■ Objectif ■
Reproduisez fidèlement le passage du récit sur la remontée de l'Itimbiri qui commence par « 10 mai 2010, 1h57, rivière » et va jusqu'à « lieu de campement. ».

10 mai 2010, 1h57, rivière Itimbiri, RDC. La nuit est claire, la navigation se fait aux étoiles. De temps à autre, un coup de projecteur sur les rives permet au capitaine de notre baleinière de repositionner le bateau au centre de la rivière. Cela fait maintenant deux heures que nous remontons l’Itimbiri. Bientôt, nous stopperons les bateaux le long d’une rive, avant de reprendre la route à la lumière du jour à la recherche de notre deuxième lieu de campement.
Cela fait presque 24 heures que je n’ai pas dormi. Nous avons quitté la veille le petit village de Yaekela, le long du fleuve Congo, qui nous avait accueillis pendant une dizaine de jours. Je profite de cette navigation pour échantillonner un maximum de sites le long de notre parcours. Un instrument automatique, placé contre la coque en bois de notre baleinière, me permet de connaitre en continu la température, le taux d’oxygène dissous, le pH et la conductivité des masses d’eau parcourues. Régulièrement, tous les 40 km, je prélève 5 à 10 litres d’eau du fleuve pour mesurer les 25 paramètres de notre programme d’étude.

■ Données fournies ■
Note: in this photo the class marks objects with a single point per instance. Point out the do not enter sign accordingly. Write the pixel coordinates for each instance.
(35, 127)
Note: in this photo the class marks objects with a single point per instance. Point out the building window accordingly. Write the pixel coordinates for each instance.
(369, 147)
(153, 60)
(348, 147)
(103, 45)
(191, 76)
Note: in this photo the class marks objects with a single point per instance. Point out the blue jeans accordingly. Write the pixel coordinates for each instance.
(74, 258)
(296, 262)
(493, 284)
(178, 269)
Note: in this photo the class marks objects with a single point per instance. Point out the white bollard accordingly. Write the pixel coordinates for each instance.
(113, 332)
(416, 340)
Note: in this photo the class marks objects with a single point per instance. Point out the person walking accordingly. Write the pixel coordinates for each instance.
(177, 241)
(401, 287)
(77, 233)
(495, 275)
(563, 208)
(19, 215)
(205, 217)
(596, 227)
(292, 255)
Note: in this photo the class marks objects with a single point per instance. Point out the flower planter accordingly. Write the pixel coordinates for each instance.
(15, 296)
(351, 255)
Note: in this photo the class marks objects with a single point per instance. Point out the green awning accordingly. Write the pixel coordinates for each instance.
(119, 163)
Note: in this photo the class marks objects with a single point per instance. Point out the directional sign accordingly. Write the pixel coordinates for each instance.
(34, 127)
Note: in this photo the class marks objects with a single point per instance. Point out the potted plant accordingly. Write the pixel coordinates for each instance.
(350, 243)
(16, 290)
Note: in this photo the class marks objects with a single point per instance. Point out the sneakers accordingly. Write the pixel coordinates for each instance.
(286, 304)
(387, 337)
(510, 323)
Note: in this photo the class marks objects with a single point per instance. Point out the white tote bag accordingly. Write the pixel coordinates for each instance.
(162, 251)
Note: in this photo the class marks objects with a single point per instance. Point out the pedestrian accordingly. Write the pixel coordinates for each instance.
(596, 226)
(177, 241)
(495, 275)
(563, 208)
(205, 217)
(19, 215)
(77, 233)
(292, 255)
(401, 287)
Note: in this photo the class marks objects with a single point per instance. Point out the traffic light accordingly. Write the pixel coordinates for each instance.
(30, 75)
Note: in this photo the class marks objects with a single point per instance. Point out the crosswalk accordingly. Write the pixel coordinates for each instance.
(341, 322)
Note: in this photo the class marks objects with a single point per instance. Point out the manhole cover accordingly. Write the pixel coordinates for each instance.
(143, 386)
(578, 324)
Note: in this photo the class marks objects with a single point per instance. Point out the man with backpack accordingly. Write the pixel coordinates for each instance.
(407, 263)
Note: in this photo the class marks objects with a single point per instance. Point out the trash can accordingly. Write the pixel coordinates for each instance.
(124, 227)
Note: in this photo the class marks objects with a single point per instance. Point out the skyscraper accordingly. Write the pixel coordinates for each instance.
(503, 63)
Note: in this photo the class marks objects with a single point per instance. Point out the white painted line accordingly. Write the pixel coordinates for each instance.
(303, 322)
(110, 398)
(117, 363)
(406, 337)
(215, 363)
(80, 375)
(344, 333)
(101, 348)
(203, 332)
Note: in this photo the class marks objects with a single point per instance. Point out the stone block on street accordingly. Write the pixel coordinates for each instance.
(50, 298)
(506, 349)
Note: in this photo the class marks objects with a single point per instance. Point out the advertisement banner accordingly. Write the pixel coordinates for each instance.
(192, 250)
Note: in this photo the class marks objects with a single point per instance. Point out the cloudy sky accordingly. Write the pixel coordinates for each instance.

==

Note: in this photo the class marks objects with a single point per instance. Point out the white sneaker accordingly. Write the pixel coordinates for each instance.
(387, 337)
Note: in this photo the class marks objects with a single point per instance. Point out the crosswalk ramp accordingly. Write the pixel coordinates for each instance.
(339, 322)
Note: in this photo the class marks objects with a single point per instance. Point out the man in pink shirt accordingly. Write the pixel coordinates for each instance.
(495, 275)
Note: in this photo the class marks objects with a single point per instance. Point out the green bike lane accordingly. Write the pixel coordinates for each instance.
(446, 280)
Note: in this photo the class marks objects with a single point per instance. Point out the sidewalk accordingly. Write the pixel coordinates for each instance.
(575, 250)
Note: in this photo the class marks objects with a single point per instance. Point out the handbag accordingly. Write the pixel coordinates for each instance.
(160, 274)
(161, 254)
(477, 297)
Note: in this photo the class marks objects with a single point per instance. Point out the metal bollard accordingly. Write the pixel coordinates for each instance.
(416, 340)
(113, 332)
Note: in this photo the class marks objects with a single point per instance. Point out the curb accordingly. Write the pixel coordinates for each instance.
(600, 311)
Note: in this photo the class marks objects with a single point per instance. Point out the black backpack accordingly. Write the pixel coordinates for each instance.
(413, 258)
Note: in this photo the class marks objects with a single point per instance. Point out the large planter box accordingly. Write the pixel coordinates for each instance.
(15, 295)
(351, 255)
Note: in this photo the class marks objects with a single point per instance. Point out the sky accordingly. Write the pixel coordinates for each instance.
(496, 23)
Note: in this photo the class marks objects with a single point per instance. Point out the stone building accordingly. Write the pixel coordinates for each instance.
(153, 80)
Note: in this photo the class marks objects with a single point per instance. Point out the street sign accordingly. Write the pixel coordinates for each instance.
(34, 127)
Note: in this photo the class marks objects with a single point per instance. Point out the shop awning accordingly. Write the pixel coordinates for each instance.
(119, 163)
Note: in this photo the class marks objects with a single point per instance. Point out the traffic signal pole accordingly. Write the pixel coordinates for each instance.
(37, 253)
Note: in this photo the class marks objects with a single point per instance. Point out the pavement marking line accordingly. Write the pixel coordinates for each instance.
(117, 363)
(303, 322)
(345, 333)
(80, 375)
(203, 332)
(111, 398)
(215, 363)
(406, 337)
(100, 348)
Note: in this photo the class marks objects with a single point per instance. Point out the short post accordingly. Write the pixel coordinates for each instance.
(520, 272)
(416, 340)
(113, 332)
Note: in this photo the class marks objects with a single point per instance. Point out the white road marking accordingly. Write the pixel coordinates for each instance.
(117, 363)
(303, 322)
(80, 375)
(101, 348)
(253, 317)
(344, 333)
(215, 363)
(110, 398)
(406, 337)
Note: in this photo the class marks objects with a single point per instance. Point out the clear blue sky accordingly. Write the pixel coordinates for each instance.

==

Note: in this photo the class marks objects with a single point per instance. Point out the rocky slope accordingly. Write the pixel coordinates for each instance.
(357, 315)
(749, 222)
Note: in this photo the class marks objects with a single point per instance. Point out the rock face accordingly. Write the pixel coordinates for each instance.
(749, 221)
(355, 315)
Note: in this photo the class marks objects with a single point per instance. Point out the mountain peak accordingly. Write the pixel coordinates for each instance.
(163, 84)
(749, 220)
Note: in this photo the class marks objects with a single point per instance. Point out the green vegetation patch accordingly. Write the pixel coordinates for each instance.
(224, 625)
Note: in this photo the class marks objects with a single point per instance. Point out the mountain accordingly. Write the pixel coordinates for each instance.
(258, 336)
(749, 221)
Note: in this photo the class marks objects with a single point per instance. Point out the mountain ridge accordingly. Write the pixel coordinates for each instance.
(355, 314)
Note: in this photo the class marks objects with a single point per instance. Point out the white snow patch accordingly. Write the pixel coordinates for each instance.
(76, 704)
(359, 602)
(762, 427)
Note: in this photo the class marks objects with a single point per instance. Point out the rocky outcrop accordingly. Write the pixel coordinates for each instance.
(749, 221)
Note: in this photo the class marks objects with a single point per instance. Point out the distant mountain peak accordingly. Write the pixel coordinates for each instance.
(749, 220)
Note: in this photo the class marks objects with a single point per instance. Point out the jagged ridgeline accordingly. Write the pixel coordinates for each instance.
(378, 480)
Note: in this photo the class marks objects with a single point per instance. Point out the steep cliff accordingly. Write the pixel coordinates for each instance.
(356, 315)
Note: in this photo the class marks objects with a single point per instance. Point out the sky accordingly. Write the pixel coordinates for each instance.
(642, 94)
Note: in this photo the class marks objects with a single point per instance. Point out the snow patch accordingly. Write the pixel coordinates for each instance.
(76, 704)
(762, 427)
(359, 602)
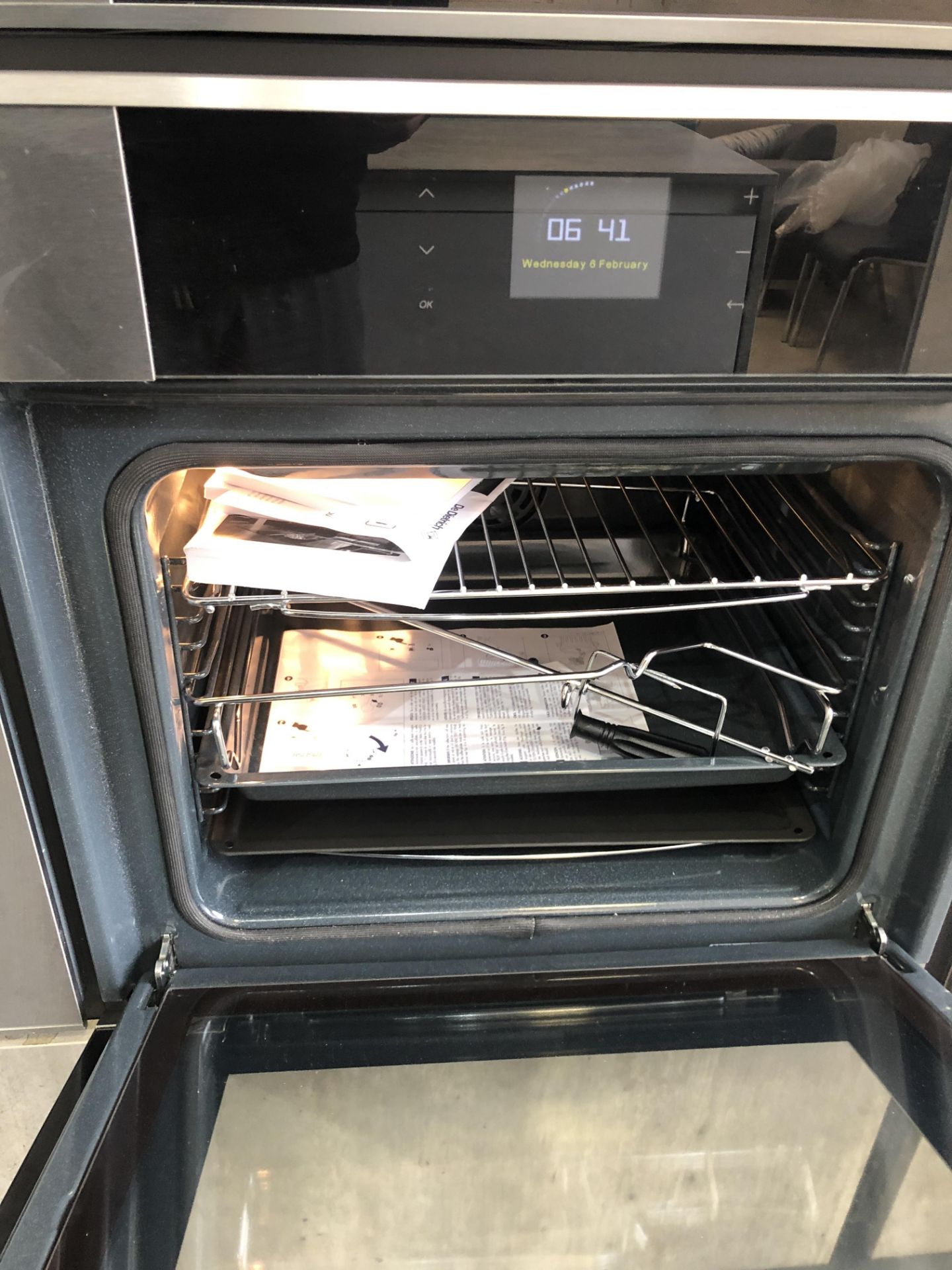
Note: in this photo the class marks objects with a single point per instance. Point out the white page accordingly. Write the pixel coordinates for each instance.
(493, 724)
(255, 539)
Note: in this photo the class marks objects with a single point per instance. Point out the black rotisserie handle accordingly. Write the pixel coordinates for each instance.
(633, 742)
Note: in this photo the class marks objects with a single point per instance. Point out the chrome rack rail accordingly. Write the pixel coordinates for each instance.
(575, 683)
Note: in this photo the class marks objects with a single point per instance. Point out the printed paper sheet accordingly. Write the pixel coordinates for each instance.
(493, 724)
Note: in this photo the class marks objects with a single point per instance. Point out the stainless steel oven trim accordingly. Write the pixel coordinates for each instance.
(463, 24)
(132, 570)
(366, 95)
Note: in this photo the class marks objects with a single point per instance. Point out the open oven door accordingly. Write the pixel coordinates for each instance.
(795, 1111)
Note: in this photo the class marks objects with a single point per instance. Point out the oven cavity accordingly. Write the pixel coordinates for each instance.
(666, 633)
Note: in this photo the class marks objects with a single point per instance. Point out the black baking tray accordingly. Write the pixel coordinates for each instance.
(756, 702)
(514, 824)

■ Résultat attendu ■
10 mai 2010, 1h57, rivière Itimbiri, RDC. La nuit est claire, la navigation se fait aux étoiles. De temps à autre, un coup de projecteur sur les rives permet au capitaine de notre baleinière de repositionner le bateau au centre de la rivière. Cela fait maintenant deux heures que nous remontons l’Itimbiri. Bientôt, nous stopperons les bateaux le long d’une rive, avant de reprendre la route à la lumière du jour à la recherche de notre deuxième lieu de campement.